*Your objective:* Return the tail of the records exactly, starting from the line containing "Ground watch face" and ending with the final line.

◇ ◇ ◇ ◇ ◇ ◇ ◇

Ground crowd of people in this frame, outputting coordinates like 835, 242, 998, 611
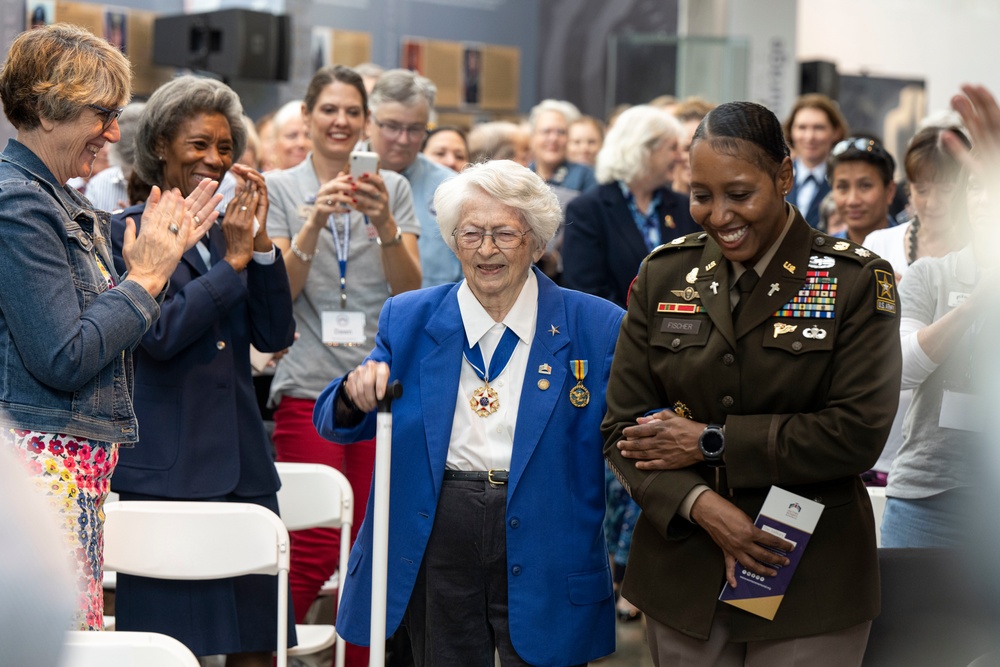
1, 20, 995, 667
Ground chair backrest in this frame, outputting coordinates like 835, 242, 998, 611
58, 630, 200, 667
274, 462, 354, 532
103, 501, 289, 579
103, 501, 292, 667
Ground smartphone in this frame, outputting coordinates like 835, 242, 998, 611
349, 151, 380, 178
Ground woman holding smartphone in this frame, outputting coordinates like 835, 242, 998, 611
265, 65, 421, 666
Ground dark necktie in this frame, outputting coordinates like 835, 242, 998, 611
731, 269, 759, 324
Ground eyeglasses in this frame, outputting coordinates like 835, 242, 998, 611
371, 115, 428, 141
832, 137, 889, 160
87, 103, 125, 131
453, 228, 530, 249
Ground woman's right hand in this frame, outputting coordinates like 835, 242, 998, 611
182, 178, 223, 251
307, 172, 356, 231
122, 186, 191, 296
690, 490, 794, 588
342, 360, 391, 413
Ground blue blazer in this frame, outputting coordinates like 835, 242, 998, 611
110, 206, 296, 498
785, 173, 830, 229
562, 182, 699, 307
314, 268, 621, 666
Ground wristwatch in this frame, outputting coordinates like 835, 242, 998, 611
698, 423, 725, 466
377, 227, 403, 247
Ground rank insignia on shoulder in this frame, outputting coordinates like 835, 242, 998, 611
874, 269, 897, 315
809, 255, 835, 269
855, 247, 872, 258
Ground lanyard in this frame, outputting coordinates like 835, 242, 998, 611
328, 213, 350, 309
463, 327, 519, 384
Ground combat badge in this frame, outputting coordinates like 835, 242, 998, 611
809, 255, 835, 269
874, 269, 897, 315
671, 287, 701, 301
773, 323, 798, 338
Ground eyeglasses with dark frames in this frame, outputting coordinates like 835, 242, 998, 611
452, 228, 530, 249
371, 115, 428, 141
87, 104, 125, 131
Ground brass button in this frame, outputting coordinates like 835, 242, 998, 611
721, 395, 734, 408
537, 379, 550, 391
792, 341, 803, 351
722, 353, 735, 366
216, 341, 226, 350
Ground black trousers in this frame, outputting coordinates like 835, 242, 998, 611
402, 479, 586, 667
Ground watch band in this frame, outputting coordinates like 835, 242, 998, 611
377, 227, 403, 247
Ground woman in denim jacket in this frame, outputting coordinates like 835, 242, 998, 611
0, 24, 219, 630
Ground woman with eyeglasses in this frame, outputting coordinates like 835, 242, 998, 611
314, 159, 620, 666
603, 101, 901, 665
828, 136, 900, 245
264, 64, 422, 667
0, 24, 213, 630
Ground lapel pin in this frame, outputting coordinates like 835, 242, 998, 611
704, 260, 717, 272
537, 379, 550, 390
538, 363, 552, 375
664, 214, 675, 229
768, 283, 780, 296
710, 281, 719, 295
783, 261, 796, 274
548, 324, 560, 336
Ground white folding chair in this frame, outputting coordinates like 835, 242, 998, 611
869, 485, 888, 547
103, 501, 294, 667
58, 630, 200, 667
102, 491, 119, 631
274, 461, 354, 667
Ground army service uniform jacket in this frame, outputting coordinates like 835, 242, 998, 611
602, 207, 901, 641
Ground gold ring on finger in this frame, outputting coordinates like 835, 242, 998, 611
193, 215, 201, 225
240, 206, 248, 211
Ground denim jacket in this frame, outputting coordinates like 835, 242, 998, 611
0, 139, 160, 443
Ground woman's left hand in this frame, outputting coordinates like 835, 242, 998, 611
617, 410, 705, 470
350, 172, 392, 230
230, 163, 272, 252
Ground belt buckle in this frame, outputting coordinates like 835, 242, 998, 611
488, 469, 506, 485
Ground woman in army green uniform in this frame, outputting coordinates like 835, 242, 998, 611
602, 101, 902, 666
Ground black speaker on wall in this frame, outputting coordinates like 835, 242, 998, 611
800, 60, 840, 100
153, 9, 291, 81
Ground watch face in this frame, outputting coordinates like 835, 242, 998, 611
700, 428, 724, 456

◇ ◇ ◇ ◇ ◇ ◇ ◇

*Result of the task:*
Ground watch face in this frame, outputting coordinates like 835, 242, 998, 611
700, 428, 724, 456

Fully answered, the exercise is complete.